Records from a dataset:
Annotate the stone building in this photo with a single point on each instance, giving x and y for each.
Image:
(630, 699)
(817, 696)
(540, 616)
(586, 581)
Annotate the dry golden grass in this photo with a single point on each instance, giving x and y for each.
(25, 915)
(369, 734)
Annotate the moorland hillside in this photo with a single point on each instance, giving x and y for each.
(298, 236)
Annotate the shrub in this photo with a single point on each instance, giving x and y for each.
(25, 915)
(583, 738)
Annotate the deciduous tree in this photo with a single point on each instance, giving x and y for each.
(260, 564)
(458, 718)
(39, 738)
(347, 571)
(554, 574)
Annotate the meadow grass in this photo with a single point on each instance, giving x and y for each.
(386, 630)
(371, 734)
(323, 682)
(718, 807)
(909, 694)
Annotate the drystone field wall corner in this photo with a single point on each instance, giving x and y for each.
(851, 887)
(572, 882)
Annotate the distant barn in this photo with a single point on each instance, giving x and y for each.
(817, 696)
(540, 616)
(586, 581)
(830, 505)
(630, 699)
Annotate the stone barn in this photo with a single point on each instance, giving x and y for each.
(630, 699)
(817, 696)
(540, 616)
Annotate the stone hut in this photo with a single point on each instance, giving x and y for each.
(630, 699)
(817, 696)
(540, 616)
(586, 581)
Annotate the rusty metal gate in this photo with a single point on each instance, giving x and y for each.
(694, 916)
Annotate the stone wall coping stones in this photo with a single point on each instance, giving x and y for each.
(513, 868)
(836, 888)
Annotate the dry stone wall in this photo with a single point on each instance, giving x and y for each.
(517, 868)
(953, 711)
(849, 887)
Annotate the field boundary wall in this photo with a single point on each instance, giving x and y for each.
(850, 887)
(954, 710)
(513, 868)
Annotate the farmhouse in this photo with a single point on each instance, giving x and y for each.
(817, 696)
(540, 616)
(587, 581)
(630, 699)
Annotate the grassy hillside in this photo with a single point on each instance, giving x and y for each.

> **What you should do**
Copy out the material above in its entirety. Every detail must match.

> **Correct response**
Annotate the stone building in this photo with a single point on each instance, giving x and y for each.
Image:
(630, 699)
(817, 696)
(540, 616)
(586, 581)
Annotate the dry golden grass in this photo with a single point on each instance, giving x and y for each.
(25, 915)
(369, 734)
Annotate the moorland hillside in this photo with a single point on each instance, giving x and y for each.
(298, 236)
Annotate the shrub in this photo with a single point on each instance, giving x and y for each.
(25, 915)
(583, 738)
Annotate the deciduous tree in this photo with a single point on each instance, giving x and y for each.
(260, 564)
(458, 718)
(39, 738)
(347, 571)
(554, 574)
Annotate the meadow grass in this photo with a single point on each instance, giving x and y for each.
(386, 630)
(371, 734)
(323, 682)
(718, 807)
(909, 694)
Annotate the drystone field wall corner in this photo with a single point on each instance, giving x and y for each.
(851, 887)
(572, 882)
Annotate the distant barn in this photo with a single point on each instance, giving x and y for each.
(817, 696)
(540, 616)
(586, 581)
(830, 505)
(630, 699)
Annotate the stone barn in this photo with a single point on each instance, giving x and y for each.
(630, 699)
(817, 696)
(540, 616)
Annotate the stone hut in this photo with a single point on each instance, giving x and y for each.
(630, 699)
(817, 696)
(540, 616)
(586, 581)
Annotate the rusty metal gate in this photo with a single point on each instance, giving x and y for each.
(694, 916)
Annotate the stone wall coping stones in this photo with a single point on each instance, giving x and y for each.
(513, 868)
(836, 888)
Annotate the dry stone wall in this photo with a single point on each instance, giving x and y for each.
(517, 868)
(953, 711)
(849, 887)
Annotate the field boundary wall in this photo with a single point on each instance, giving x and y for each.
(850, 887)
(954, 710)
(513, 868)
Annotate the farmhouse in this photo with a single point on each instance, giving x and y for each.
(817, 696)
(540, 616)
(587, 581)
(630, 699)
Annotate the grassy hillside in this photo with a single point on each instance, giving x and y for each.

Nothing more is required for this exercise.